*What to do*: State whether each of the following statements agrees with the Python generators tutorial, answering yes or no and quoting the tutorial's deciding words. 1. A generator can be used again after it has been exhausted. 2. A generator expression looks like a list comprehension written with parentheses. 3. A generator function contains at least one yield statement.

3. [Generator Functions](#generator-functions)
4. [Generator Expressions](#generator-expressions)
5. [Generator vs Iterator vs List](#generator-vs-iterator)
6. [Generator Methods](#generator-methods)
7. [Practical Examples](#practical-examples)
8. [Advanced Generator Patterns](#advanced-patterns)
9. [Generator Pipelines](#generator-pipelines)
10. [Best Practices](#best-practices)
11. [Summary](#summary)

---

## 1. Introduction <a id='introduction'></a>

**Generators** are a simple and powerful tool for creating iterators in Python. They allow you to iterate over data without storing the entire dataset in memory.

**Key Points:**
- Generators are functions that use `yield` instead of `return`
- They generate values lazily (on-demand)
- They are memory efficient and suitable for large datasets
- Simpler syntax compared to iterator classes
- Automatically implement the iterator protocol

**Real-Life Analogy:**
Think of a generator like a vending machine that dispenses items one at a time. Instead of carrying an entire box of snacks (storing all data in memory), you get one snack each time you press a button (call `next()`).

---

## 2. What are Generators? <a id='what-are-generators'></a>

A **generator** is a special type of iterator that generates values on-the-fly and can only be iterated once.

### Key Characteristics:

1. **Lazy Evaluation**: Values are computed only when needed
2. **Memory Efficient**: Don't store entire sequence in memory
3. **Stateful**: Remember execution state between calls
4. **One-time Use**: Once exhausted, cannot be reused
5. **Simple Syntax**: Easier than writing iterator classes

### Two Ways to Create Generators:

| Type | Syntax | Use Case |
|------|--------|----------|
| **Generator Function** | Uses `yield` keyword | Complex logic, multiple values |
| **Generator Expression** | Like list comprehension with `()` | Simple transformations |

In [None]:
# Simple generator function example

def count_up_to(n):
    """Generator that counts from 1 to n"""
    count = 1
    while count <= n:
        yield count  # Pause here and return value
        count += 1

# Using the generator
print("Using generator:")
counter = count_up_to(5)
print(f"Type: {type(counter)}")
print()

for num in counter:
    print(num, end=' ')
print()

In [None]:
# Comparing list vs generator

import sys

# List - stores all values in memory
list_numbers = [x for x in range(10000)]
print(f"List size: {sys.getsizeof(list_numbers)} bytes")

# Generator - generates values on demand
gen_numbers = (x for x in range(10000))
print(f"Generator size: {sys.getsizeof(gen_numbers)} bytes")

print(f"\nMemory saved: {sys.getsizeof(list_numbers) - sys.getsizeof(gen_numbers)} bytes")

---

## 3. Generator Functions <a id='generator-functions'></a>

A **generator function** is a function that contains at least one `yield` statement.

*Stored rows*:
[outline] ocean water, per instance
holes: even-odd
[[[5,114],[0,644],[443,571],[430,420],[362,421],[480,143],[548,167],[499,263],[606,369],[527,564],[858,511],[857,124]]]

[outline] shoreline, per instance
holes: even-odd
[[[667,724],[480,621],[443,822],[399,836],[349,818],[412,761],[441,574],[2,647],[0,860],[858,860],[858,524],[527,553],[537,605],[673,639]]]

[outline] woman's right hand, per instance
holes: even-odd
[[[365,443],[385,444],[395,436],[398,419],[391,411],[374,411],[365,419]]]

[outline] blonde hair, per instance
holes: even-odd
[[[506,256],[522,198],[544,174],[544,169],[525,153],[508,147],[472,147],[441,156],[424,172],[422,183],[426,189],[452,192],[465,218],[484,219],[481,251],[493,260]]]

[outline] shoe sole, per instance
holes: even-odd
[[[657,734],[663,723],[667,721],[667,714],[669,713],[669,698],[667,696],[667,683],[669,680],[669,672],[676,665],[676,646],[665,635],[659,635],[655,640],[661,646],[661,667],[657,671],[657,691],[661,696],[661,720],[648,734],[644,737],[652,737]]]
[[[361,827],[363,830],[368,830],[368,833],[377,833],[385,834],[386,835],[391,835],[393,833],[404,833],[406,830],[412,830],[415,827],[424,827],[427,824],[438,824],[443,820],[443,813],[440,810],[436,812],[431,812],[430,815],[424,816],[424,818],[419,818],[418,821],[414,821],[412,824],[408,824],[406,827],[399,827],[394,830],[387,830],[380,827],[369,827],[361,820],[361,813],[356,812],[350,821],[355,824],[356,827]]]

*Written reply*:
1. No: "Once exhausted, cannot be reused"
2. Yes: "Like list comprehension with `()`"
3. Yes: "A **generator function** is a function that contains at least one `yield` statement."